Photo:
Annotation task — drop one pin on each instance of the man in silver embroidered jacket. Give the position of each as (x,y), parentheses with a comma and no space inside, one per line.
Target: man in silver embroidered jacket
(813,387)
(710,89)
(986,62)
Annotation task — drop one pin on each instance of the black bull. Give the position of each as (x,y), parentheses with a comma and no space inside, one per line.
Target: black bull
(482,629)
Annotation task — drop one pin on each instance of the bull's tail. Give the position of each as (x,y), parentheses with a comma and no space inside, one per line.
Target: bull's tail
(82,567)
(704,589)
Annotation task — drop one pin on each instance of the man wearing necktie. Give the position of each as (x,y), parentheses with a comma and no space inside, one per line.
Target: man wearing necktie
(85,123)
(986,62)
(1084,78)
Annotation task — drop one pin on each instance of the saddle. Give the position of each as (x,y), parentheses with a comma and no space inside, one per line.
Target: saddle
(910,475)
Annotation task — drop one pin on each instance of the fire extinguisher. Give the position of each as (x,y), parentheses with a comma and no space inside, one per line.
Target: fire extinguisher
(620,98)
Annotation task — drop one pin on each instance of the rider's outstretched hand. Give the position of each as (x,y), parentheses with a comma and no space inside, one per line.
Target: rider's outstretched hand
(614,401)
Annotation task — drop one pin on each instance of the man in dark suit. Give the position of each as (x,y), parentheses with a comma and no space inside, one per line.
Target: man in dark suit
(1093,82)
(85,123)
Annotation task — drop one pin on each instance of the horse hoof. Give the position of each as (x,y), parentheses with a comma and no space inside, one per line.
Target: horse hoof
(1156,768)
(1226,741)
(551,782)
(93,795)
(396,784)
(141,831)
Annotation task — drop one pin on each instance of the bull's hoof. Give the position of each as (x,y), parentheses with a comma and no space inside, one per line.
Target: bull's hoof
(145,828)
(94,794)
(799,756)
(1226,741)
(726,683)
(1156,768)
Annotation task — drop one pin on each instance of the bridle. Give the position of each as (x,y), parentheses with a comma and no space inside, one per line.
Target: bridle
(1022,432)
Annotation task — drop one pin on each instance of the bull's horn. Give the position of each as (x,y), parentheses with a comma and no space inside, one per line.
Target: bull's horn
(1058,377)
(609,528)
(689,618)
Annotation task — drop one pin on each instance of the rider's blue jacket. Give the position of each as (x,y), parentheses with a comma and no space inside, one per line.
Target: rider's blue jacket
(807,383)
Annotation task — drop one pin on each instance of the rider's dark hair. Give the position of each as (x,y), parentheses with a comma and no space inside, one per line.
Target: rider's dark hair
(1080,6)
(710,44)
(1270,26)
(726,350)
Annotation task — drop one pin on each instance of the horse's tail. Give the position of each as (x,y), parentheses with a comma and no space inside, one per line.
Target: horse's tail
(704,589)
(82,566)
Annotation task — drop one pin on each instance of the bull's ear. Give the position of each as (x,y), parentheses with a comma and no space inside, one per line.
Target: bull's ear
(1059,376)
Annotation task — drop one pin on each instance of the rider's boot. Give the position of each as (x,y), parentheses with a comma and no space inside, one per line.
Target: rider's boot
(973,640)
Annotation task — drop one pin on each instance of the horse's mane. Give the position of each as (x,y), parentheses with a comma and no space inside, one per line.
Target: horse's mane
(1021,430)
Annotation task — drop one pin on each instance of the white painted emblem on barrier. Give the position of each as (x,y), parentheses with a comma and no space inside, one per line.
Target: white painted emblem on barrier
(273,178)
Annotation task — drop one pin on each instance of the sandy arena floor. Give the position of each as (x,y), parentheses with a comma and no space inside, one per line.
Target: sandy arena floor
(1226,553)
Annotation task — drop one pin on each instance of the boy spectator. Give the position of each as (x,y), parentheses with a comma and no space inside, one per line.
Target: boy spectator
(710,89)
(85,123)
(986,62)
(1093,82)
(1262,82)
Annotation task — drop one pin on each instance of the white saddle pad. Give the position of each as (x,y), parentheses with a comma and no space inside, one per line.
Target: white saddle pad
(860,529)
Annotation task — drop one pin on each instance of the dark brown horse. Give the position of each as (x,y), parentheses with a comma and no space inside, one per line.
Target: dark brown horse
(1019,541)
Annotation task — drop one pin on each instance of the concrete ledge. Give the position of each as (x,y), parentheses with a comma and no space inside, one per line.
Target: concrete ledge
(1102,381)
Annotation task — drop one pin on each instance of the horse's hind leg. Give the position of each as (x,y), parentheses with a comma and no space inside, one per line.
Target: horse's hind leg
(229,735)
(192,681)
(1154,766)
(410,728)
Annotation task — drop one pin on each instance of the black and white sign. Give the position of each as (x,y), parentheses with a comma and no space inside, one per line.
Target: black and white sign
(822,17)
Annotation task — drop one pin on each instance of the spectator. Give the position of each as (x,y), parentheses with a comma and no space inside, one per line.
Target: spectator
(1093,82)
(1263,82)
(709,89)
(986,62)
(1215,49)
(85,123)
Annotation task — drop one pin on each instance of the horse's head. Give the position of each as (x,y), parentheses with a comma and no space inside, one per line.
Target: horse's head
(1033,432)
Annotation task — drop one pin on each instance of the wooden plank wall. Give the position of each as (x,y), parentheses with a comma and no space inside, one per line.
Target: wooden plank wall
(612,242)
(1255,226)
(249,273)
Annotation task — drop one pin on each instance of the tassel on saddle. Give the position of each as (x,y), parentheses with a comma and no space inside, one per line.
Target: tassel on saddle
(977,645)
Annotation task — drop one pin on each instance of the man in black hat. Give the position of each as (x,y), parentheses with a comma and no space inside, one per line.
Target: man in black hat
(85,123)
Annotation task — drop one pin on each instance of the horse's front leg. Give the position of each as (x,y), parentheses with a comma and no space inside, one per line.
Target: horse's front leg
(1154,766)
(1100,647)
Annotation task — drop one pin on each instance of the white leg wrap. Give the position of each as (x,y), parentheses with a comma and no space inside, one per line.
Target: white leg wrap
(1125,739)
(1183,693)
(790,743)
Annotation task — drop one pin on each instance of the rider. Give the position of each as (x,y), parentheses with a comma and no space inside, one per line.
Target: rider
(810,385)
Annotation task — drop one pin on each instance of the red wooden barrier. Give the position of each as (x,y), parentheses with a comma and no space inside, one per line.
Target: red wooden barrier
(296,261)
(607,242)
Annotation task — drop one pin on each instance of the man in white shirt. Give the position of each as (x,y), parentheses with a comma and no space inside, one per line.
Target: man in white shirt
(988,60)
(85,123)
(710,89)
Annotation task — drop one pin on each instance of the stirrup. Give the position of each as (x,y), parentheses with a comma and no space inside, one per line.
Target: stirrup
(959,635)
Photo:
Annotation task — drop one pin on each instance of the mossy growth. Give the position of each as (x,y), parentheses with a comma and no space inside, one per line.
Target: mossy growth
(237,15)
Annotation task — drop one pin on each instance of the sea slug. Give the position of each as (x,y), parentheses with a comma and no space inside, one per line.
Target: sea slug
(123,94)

________________________

Description of the task: Lay out the material as a JSON list of strings, one string per line and no blank lines. Include only the stretch from the line containing "of the rider." through the end of the material.

Problem solution:
[
  "Annotation task — drop one pin on each instance of the rider. Give the position of each as (x,y), parentheses with a comma and no space inside, one per line.",
  "Target: rider",
  "(810,385)",
  "Annotation task — drop one pin on each instance of the red wooden barrier. Give the position of each as (x,y), parentheses with a comma and no space inside, one per line.",
  "Target: red wooden barrier",
  "(296,261)",
  "(607,242)",
  "Annotation task — drop one pin on each instance of the man in white shirt. Give the position of each as (x,y), parentheses with a comma and no space inside, one per line.",
  "Target: man in white shirt",
  "(988,60)",
  "(85,123)",
  "(710,89)",
  "Annotation task — drop one pin on each instance of the stirrup. Give the position of each as (x,y), parentheses with a comma and no space inside, one per line.",
  "Target: stirrup",
  "(959,635)",
  "Photo:",
  "Annotation task — drop one pin on each instance of the mossy growth. Give the position of each as (x,y), parentheses with a comma and no space inside, one per line.",
  "Target: mossy growth",
  "(237,15)",
  "Annotation task — drop one pin on each instance of the sea slug. Give the position of each as (x,y), parentheses with a comma and no space inside, one per line.",
  "Target: sea slug",
  "(123,94)"
]